§ 作業内容:
1) 土地問題の意識調査の記事によると、2023年度に「空き家・空き地や閉鎖された店舗などが目立つこと」を選んだ人の割合は何%ですか。
2) 土地問題の意識調査の記事のうち、「2019年度の39.9%から」という語句を含むところから「いう回答も34.5%あった。」までを、一字一句変えずに写してください。

§ 選ばれた文章:
···

これは、全国の市区町村に居住する満18歳以上の3000人を対象に、身近に感じる土地問題や住まいに関する考え方などを聞くものだ。国民意識の変化を知ることで、国の施策検討に役立てられている。

3月、2023年度の結果が公表され、空き家などに対する問題意識の高まりが見られた。普段から不動産に携わっているわけではない、一般市民の認識はどのように変化しているのか? 今回の調査結果から紐解いていきたい。

2023年度「土地問題に関する国民の意識調査

・調査対象
全国の市区町村に居住する満18歳以上の3000人(有効回答数1579)
・調査事項

(1)身近に感じる土地問題などについて
(2)住居の所有・形態・立地等について
(3)土地に関わる情報の提供・利用について
(4)土地の所有・利用・売買等について
・調査方法

郵送またはオンライン回答(期間:2023年11月22日~2024年2月5日)

質問ごとに調査年度別、属性別(人口規模、都市規模、住居形態、土地所有形態など)の詳細なデータも示されている。

空き家・空き地への問題意識高まる

まず、「日頃、土地に関して身近に感じる問題があるか」(複数回答)という問いに対しては「空き家・空き地や閉鎖された店舗などが目立つこと」が52.4%と最も多くの回答を集めた。

同調査は1993年から継続的に実施されているが、これまでで最も高い割合となった。特に直近の5年間は、連続で割合が増加している。

2019年度の39.9%から12.5ポイントも上昇しており、空き家・空き地、シャッター商店街が市民の目に止まりやすくなった現状がうかがえる。

さらにこの回答をした人の割合は、政令指定都市で46.0%だったのに対して町村では62.6%となっており、人口規模が小さい地域ほど空き家問題への意識が強いとわかる。

空き地が問題だと感じる理由を問う設問に対しては、「雑木・雑草の繁茂」という回答が66.4%、「ゴミの不法投棄」が57.3%を記録。空き地がそのままにされることで発生する実害を指摘する声が多かった一方、「活用しないのはもったいない」という回答も34.5%あった。

「地域に管理不全状態の土地があるか」という問いに対しては、35.0%の人が「ある」と回答。この割合も人口規模が小さくなるに連れ高くなっており、町村に住む139人のうち半数を超える72人が管理不全状態の土地の存在を認識していた。

また、他に身近に感じる土地問題として「住宅価格が高いこと」と回答した人は26.7%だった。

中でも東京圏で39.7%と高い割合を記録し、空き家・空き地問題とは反対に、人口規模が大きい地域ほど住宅価格の上昇を実感している人が多いことが読み取れた。

コロナ禍以後、「永住するつもり」が低下

では、住まいに対してはどのようなニーズを持っているのだろうか。

「住まいの立地に最も重視するもの」への回答では、「日常の買い物など、生活の利便性が高いこと」が27.0%と最も多く、次いで「住み慣れた場所であること」が18.0%、「治安が良いこと」が13.9%となった。

···

§ データ部分:
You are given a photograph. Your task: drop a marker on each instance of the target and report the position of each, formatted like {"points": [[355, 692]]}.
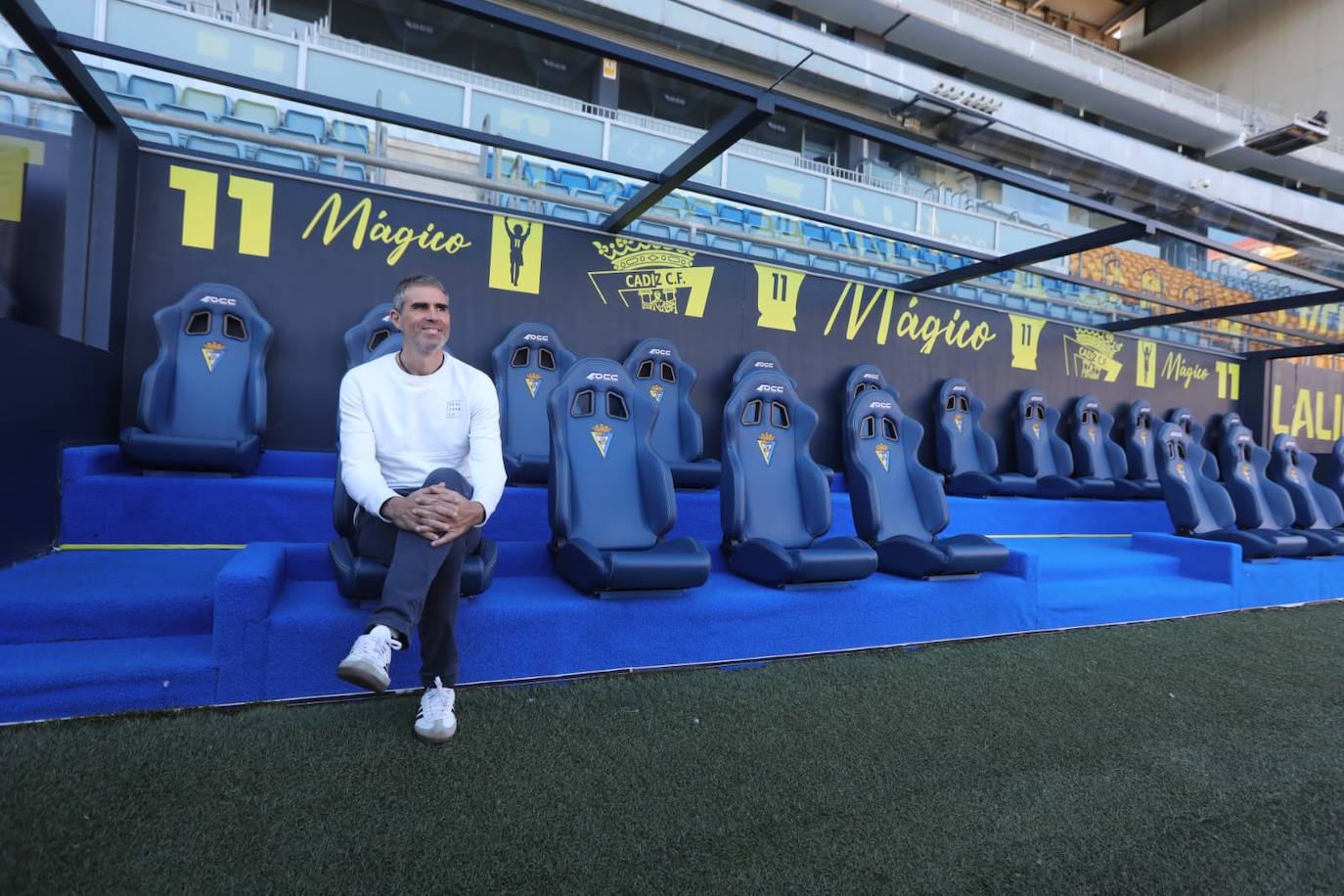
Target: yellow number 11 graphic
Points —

···

§ 回答:
1) 52.4%

2)
2019年度の39.9%から12.5ポイントも上昇しており、空き家・空き地、シャッター商店街が市民の目に止まりやすくなった現状がうかがえる。

さらにこの回答をした人の割合は、政令指定都市で46.0%だったのに対して町村では62.6%となっており、人口規模が小さい地域ほど空き家問題への意識が強いとわかる。

空き地が問題だと感じる理由を問う設問に対しては、「雑木・雑草の繁茂」という回答が66.4%、「ゴミの不法投棄」が57.3%を記録。空き地がそのままにされることで発生する実害を指摘する声が多かった一方、「活用しないのはもったいない」という回答も34.5%あった。